>>>

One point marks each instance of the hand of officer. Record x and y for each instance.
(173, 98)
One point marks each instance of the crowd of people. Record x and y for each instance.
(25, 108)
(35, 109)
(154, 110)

<<<

INSTRUCTIONS FOR THE TASK — Without any change, reproduce the data in full.

OUTPUT FOR THIS TASK —
One point marks each instance of the hand of officer. Record x and y for each instance.
(173, 98)
One point marks each instance of the crowd of people. Record x and y for each instance.
(25, 108)
(35, 109)
(154, 110)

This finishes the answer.